- [Reading text]:
=== Section Start ===

What's more important optimisations or debugging?| page 5

Reply by Wilco Dijkstra ●June 6, 20072007-06-06

"David Brown" <david@westcontrol.removethisbit.com> wrote in message 
news:46666c98$0$15310$8404b019@news.wineasy.se...
> CBFalconer wrote:
>> David Brown wrote:
>>> Wilco Dijkstra wrote:
>>>> "David Brown" <david@westcontrol.removethisbit.com> wrote

>>>>> Remember Knuth's golden rules about optimisation:
>>>>>
>>>>> 1. Don't do it.
>>>>> 2. (For experts only) Don't do it yet.
>>> (Thanks for correcting my source on this quotation, by the way.)
>>>
>>>> I don't agree with this. For small programs it is easy to
>>>> implement an efficient algorithm immediately rather than start
>>>> with an inefficient one. It's hard to improve badly written code,
>>>> so rewriting it from scratch would be better than trying to fix
>>>> it.

=== Section End ===

- [Problem set]:
1: Quote the forum thread on optimization versus debugging from "Reply by Wilco" up to and including "news:46666c98$0$15310$8404b019@news.wineasy.se...".
2: Answer these questions about the forum thread on optimization versus debugging:
(a) On what date was the reply by Wilco Dijkstra posted?
(b) For whom is the second of Knuth's golden rules about optimization intended?
(c) For small programs, what does the quoted reply say is easy to do?

- [Provided information]:

=== Section Start ===

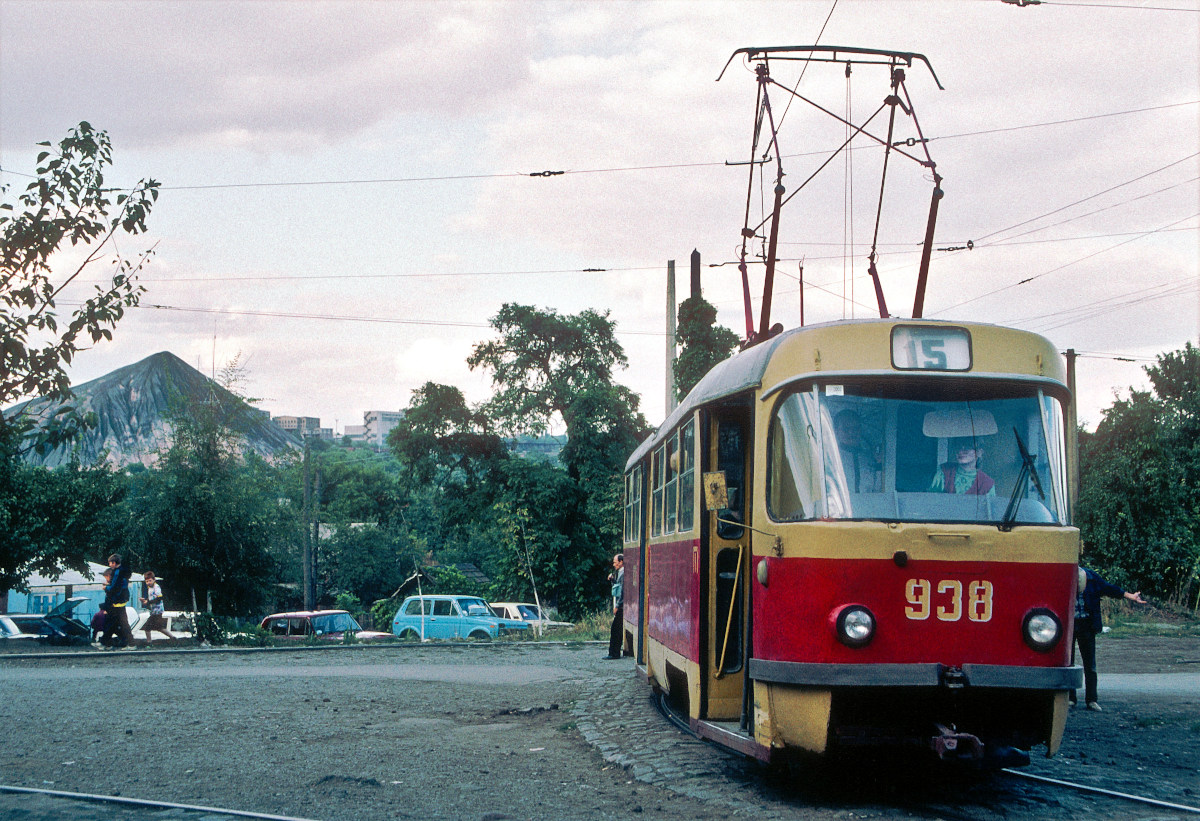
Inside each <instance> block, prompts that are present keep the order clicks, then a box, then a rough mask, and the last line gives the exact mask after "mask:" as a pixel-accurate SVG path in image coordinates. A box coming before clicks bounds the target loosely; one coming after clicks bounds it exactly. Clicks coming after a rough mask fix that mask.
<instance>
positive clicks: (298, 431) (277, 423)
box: [271, 417, 334, 439]
mask: <svg viewBox="0 0 1200 821" xmlns="http://www.w3.org/2000/svg"><path fill="white" fill-rule="evenodd" d="M271 421H274V423H275V424H276V425H278V426H280V427H282V429H283V430H286V431H290V432H292V433H295V435H296V436H299V437H300V438H301V439H304V438H307V437H310V436H316V437H320V435H322V427H320V419H318V418H317V417H272V418H271ZM325 430H329V438H332V436H334V432H332V430H330V429H325Z"/></svg>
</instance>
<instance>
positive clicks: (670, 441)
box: [662, 433, 679, 533]
mask: <svg viewBox="0 0 1200 821" xmlns="http://www.w3.org/2000/svg"><path fill="white" fill-rule="evenodd" d="M665 467H666V472H667V481H666V485H665V486H664V487H665V490H664V519H662V532H664V533H674V532H676V515H677V514H678V511H679V435H678V433H676V435H674V436H672V437H671V438H670V439H667V455H666V466H665Z"/></svg>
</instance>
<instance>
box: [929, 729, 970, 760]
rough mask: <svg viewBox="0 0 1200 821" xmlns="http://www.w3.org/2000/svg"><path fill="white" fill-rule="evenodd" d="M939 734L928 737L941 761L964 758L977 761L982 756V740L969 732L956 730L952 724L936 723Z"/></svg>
mask: <svg viewBox="0 0 1200 821" xmlns="http://www.w3.org/2000/svg"><path fill="white" fill-rule="evenodd" d="M937 732H938V733H940V735H937V736H934V737H932V738H930V739H929V745H930V747H931V748H932V749H934V753H936V754H937V757H938V759H942V760H943V761H944V760H947V759H965V760H968V761H978V760H979V759H982V757H983V742H982V741H979V738H978V737H977V736H972V735H971V733H970V732H956V731H955V729H954V726H953V725H950V726H946V725H944V724H938V725H937Z"/></svg>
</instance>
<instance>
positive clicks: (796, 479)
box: [767, 394, 821, 522]
mask: <svg viewBox="0 0 1200 821" xmlns="http://www.w3.org/2000/svg"><path fill="white" fill-rule="evenodd" d="M818 417H820V409H818V407H817V401H816V398H815V397H814V396H812V394H792V395H791V396H788V397H787V398H786V400H784V401H782V402H780V404H779V407H778V408H776V409H775V415H774V418H773V419H772V420H770V451H769V453H770V465H769V469H768V475H767V481H768V487H767V504H768V508H769V510H770V515H772V516H773V517H774V519H775V520H776V521H785V522H786V521H797V520H802V519H805V517H806V516H811V515H814V513H815V510H816V501H817V496H818V493H820V492H821V490H820V487H821V486H820V480H818V478H820V475H821V472H820V471H818V467H817V466H818V457H817V454H818V451H817V445H816V437H815V431H816V430H817V429H818V426H820V419H818Z"/></svg>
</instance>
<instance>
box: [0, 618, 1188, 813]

=== Section End ===

- [Answers for this exercise]:
1:
Reply by Wilco Dijkstra ●June 6, 20072007-06-06

"David Brown" <david@westcontrol.removethisbit.com> wrote in message 
news:46666c98$0$15310$8404b019@news.wineasy.se...

2:
(a) June 6, 2007.
(b) Experts only.
(c) Implement an efficient algorithm immediately rather than start with an inefficient one.